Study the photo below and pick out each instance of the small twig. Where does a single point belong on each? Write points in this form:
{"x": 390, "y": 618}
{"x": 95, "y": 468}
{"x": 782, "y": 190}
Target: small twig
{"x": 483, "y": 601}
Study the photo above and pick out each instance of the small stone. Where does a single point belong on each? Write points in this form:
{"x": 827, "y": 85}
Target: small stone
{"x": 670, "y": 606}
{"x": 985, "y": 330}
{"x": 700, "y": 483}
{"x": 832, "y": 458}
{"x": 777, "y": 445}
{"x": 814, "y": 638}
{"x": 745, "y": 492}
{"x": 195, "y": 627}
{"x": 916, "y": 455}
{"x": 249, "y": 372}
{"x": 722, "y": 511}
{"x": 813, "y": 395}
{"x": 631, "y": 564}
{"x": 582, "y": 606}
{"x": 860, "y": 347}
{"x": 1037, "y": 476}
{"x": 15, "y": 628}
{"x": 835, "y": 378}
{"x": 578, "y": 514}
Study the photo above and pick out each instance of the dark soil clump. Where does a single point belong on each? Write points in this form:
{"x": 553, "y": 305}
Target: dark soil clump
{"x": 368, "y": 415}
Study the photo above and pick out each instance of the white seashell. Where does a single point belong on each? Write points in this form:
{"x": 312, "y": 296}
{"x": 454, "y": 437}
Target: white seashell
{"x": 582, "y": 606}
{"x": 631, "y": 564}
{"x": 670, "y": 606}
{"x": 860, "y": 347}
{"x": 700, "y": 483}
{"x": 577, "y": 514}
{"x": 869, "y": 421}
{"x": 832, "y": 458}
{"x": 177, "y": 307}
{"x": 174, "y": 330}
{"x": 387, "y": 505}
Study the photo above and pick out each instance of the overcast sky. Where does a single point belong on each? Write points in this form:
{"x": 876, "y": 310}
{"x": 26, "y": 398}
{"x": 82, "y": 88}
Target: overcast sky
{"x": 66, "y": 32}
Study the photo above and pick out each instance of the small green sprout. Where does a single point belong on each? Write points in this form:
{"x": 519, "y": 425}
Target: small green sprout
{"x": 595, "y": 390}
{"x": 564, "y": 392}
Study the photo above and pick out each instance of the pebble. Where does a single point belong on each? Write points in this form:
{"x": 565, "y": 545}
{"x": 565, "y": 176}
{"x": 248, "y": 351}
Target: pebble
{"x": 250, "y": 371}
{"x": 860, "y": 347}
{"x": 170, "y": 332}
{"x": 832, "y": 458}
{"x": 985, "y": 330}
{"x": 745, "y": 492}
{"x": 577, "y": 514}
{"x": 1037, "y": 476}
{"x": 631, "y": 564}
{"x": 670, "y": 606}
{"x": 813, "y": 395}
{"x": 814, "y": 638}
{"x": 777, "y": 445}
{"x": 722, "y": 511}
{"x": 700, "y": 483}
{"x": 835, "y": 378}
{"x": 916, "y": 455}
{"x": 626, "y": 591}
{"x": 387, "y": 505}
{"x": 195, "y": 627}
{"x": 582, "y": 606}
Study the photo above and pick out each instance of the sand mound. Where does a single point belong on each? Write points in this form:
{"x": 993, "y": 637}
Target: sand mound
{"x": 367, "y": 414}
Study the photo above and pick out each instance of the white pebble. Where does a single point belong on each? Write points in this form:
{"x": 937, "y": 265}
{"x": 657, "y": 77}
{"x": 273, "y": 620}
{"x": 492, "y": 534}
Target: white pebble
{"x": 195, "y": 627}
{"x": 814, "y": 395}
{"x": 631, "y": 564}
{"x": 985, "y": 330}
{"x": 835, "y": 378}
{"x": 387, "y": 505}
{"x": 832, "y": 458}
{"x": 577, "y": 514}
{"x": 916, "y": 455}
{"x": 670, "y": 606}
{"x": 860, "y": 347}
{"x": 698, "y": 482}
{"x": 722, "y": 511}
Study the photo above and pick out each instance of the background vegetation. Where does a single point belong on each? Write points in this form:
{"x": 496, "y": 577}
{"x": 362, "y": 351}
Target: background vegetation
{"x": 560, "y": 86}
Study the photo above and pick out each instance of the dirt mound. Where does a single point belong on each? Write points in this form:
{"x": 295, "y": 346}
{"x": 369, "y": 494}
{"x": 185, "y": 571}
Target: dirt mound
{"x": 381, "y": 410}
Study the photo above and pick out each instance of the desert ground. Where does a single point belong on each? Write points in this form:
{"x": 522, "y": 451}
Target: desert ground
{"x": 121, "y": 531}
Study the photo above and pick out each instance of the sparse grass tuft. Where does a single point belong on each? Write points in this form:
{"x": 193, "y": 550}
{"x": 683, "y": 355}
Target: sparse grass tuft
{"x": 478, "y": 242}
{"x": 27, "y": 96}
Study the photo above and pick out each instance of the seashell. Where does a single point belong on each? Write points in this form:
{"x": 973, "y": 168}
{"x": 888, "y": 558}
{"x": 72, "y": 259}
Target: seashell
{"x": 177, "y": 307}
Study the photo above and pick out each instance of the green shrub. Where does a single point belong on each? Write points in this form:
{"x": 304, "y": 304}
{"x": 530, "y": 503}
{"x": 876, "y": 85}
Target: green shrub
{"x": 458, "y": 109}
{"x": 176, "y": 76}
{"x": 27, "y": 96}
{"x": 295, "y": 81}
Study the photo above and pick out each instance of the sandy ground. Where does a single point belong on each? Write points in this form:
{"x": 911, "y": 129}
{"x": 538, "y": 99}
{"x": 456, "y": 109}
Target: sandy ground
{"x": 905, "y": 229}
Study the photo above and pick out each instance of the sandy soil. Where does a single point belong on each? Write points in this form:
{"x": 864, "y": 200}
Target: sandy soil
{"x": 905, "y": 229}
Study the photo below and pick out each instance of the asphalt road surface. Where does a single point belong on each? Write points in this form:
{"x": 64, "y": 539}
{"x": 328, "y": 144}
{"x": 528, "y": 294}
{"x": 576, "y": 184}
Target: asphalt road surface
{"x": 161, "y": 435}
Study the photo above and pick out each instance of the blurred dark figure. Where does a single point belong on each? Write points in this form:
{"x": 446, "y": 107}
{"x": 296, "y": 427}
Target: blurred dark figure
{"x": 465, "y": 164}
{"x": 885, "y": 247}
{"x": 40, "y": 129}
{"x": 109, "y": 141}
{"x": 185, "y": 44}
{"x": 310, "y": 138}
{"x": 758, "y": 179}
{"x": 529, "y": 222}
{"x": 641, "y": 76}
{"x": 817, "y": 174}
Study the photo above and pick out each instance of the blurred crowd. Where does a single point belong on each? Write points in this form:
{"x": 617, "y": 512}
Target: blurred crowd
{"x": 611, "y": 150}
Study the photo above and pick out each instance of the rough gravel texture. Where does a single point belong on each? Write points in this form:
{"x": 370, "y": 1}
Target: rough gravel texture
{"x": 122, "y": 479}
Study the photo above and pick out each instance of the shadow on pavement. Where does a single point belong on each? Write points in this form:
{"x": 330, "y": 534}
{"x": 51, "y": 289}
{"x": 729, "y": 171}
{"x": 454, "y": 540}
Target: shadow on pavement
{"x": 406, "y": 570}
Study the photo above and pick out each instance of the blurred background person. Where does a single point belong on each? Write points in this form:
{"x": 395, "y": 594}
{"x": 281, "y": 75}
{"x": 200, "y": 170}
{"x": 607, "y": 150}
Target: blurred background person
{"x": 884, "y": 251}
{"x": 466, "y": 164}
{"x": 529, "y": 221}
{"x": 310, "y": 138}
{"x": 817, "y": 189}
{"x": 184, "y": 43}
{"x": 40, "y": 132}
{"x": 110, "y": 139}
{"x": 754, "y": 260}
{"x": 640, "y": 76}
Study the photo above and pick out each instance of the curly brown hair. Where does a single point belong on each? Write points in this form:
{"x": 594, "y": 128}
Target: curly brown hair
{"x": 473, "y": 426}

_Directions for this task_
Only the number is wanted: how many lines in the data include the word "below"?

_Answer to the problem_
2